> [SET EXERCISE]: Transcribe, word for word, the line containing "Return one point per instance of the white cloud" and each line following it through the end of the listing below. Omit all other lines.

Recorded data:

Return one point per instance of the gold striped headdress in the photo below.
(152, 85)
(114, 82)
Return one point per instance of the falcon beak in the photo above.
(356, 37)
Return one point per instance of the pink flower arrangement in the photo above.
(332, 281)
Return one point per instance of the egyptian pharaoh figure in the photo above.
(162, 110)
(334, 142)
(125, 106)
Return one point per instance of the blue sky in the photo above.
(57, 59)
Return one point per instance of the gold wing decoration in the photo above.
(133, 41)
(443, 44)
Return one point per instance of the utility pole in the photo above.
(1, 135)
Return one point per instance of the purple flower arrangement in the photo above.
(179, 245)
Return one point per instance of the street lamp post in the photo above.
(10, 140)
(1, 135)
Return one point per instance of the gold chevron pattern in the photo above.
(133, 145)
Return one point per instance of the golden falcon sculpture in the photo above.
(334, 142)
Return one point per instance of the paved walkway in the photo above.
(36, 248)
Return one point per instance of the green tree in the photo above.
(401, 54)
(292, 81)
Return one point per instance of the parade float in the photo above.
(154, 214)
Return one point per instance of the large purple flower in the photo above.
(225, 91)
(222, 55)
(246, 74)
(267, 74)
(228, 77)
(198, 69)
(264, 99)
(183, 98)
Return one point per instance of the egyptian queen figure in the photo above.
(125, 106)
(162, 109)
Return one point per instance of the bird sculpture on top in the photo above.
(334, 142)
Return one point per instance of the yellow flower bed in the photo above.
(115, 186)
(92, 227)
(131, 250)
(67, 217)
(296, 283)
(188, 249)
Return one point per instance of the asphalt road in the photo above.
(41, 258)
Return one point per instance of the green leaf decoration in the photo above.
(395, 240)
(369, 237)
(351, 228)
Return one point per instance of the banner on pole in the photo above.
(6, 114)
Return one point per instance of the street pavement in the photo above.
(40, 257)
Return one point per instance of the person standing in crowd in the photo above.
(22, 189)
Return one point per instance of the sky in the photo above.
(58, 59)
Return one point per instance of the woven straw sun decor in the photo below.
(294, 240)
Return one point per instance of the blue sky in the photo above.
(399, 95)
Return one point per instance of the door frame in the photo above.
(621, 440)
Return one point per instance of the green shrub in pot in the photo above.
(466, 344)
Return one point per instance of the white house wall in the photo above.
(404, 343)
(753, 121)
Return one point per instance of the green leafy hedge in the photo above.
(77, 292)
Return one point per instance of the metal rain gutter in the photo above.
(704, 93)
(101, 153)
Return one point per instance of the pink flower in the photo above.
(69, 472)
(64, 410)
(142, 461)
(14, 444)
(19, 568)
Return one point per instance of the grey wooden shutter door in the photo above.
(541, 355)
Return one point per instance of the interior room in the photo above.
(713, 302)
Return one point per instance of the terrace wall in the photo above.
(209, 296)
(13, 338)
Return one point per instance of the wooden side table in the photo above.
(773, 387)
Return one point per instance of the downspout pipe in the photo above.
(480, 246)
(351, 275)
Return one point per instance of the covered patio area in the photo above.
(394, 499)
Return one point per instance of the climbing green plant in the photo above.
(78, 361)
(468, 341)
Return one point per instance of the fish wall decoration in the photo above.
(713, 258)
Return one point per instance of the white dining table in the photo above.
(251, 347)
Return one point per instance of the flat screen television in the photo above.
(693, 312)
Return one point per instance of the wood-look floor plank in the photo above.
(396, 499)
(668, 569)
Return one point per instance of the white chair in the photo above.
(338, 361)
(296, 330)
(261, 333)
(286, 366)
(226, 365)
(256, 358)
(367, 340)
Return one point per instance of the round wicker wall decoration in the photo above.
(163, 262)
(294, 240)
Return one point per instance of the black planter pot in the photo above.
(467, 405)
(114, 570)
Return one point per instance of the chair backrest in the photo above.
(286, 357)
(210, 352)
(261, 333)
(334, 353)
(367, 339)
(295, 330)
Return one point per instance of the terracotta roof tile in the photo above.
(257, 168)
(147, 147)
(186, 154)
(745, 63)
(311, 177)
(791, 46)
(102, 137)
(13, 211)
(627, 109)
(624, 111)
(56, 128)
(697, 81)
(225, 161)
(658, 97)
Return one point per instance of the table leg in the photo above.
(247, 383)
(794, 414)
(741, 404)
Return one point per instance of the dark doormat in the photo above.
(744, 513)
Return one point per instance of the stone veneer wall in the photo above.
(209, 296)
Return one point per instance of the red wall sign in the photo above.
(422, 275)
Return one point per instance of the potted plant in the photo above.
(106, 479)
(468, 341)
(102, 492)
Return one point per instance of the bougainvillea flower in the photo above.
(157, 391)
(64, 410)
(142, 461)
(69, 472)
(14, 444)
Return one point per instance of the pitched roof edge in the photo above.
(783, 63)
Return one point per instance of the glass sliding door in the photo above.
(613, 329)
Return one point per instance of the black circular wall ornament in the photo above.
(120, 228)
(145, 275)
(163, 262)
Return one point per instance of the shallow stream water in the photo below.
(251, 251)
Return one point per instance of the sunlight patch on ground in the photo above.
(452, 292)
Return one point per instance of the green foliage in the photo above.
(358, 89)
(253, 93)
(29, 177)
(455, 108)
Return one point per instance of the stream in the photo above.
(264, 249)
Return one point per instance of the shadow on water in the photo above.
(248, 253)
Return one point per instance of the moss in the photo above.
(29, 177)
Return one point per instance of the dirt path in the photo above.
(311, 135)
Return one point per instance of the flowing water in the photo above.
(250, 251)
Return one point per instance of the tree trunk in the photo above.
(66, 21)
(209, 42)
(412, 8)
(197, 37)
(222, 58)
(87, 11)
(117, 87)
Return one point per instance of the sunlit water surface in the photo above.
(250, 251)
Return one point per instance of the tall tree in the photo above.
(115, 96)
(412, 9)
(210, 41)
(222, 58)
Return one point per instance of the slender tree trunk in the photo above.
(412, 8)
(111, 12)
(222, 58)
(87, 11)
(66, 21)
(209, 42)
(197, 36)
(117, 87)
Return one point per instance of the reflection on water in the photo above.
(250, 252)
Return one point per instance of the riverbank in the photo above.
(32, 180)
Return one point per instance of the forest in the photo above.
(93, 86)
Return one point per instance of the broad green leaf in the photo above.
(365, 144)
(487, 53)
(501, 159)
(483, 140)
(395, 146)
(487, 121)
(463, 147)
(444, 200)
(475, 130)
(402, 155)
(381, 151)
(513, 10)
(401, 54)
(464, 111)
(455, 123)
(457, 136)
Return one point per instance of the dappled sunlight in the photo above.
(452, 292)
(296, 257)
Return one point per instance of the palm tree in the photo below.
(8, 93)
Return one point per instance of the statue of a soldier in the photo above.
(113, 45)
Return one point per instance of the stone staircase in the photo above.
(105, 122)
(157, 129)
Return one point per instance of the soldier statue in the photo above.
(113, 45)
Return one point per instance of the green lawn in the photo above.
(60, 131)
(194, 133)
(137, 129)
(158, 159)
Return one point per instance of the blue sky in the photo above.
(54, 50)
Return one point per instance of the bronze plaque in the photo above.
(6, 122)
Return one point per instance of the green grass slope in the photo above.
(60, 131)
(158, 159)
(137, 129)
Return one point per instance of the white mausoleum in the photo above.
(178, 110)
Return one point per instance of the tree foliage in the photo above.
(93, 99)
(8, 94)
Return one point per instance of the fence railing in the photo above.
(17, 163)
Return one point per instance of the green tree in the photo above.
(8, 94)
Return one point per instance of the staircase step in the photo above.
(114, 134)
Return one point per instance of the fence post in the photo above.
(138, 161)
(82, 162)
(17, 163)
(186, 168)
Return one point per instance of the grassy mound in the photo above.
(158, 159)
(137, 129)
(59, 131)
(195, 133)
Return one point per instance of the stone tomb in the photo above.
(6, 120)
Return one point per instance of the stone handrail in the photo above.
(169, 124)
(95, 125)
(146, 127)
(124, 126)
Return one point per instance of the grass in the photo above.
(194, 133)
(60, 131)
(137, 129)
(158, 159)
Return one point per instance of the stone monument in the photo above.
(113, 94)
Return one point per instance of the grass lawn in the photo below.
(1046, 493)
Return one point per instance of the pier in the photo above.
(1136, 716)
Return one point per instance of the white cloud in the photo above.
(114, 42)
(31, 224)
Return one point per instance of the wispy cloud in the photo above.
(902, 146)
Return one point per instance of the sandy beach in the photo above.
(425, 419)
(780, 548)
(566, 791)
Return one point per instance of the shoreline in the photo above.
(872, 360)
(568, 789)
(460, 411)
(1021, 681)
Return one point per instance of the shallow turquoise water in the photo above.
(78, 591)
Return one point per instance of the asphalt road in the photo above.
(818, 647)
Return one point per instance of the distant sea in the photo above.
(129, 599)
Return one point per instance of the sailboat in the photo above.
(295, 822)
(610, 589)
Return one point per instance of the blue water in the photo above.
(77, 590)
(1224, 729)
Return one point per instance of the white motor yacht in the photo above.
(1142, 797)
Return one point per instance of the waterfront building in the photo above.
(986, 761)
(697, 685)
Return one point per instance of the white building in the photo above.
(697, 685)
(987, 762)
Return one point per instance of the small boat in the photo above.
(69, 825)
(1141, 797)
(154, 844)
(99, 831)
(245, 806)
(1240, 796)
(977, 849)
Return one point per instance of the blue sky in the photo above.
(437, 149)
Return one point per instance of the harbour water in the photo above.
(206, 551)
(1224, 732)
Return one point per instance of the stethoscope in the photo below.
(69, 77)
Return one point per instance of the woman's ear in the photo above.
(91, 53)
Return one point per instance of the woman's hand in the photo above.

> [THE COMPLETED TASK]:
Return one point per instance of the white cloud in the photo above.
(114, 42)
(31, 224)
Return one point per instance of the wispy cloud in the photo above.
(902, 146)
Return one point per instance of the sandy beach in the photo above.
(425, 419)
(780, 548)
(566, 791)
Return one point per instance of the shoreline in the photo above.
(872, 360)
(568, 789)
(460, 411)
(1021, 681)
Return one point per instance of the shallow turquoise water in the photo above.
(78, 591)
Return one point per instance of the asphalt road in the photo above.
(818, 647)
Return one point per instance of the distant sea in the photo above.
(129, 599)
Return one point per instance of the sailboat in the photo above.
(295, 822)
(610, 589)
Return one point per instance of the blue water in the photo above.
(77, 590)
(1224, 729)
Return one point per instance of the white motor yacht in the photo above.
(1142, 797)
Return one point per instance of the waterfront building in the photo above.
(986, 761)
(697, 685)
Return one point per instance of the white building in the photo above.
(697, 685)
(987, 762)
Return one point per instance of the small boat in the photo above.
(69, 825)
(1141, 797)
(154, 844)
(99, 831)
(245, 806)
(1240, 796)
(977, 849)
Return one point per instance of the blue sky in the photo above.
(437, 149)
Return one point per instance of the harbour water in the photo above.
(206, 551)
(1224, 732)
Return one point per instance of the stethoscope in the photo below.
(69, 77)
Return one point per instance of the woman's ear in the photo above.
(91, 53)
Return one point per instance of the woman's hand in the photo above.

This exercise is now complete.